SHORT TASK -> Retype, without any change, the lines of the data between the line holding "In this exercise you will label every instance of the window" and the line holding "x=21, y=214", inclusive.

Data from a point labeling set
-*-

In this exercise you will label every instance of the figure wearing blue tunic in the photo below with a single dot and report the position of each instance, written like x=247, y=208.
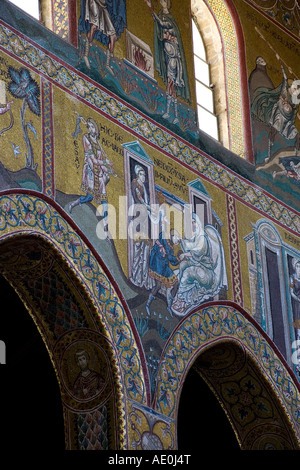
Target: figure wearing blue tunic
x=161, y=259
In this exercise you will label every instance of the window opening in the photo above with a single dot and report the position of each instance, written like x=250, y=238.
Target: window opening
x=207, y=120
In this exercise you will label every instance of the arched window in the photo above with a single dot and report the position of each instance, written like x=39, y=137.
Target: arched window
x=207, y=120
x=223, y=51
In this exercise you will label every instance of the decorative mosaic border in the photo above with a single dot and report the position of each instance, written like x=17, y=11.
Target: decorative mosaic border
x=237, y=286
x=25, y=213
x=202, y=328
x=141, y=126
x=48, y=160
x=231, y=58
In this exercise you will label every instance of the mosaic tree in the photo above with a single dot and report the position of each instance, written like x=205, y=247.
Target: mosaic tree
x=24, y=87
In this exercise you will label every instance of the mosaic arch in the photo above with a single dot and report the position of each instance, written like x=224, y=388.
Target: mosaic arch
x=244, y=370
x=76, y=308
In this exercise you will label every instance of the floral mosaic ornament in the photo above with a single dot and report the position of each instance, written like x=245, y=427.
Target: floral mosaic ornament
x=21, y=214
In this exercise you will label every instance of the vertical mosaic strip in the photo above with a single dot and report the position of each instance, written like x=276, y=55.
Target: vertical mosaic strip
x=231, y=58
x=47, y=124
x=61, y=18
x=234, y=251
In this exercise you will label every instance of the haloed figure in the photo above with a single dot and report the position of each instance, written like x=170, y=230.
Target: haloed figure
x=98, y=17
x=88, y=382
x=104, y=21
x=295, y=295
x=96, y=172
x=169, y=56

-*-

TASK RESULT ->
In this exercise you will label every instance of the window opening in the photo above with a single dot and report the position of each instance, written like x=250, y=238.
Target: window opening
x=207, y=120
In this exercise you will label every instance of the arched window in the photo above with a single dot and report the position of each instance, written like x=39, y=137.
Target: arched window
x=207, y=120
x=223, y=51
In this exercise you will label every instance of the decorative mosaic border in the photo above with a single dot and report the position of each instance, written like x=17, y=11.
Target: decorative mosaic border
x=237, y=286
x=25, y=213
x=202, y=328
x=141, y=126
x=48, y=160
x=231, y=58
In this exercise you will label every instance of the mosaic tree in the photo above with a single dot and report the position of each instance, written like x=205, y=247.
Target: mosaic tree
x=24, y=87
In this exercise you will label every instance of the mosaic arch in the photo above with a single dot and report the position of each instance, written like x=224, y=388.
Target: mosaic arch
x=244, y=370
x=76, y=308
In this exercise you will label every instance of the floral mosaic ornament in the photo above with a single dot and report the position of each instance, written like x=245, y=427.
Target: floral mosaic ornament
x=21, y=214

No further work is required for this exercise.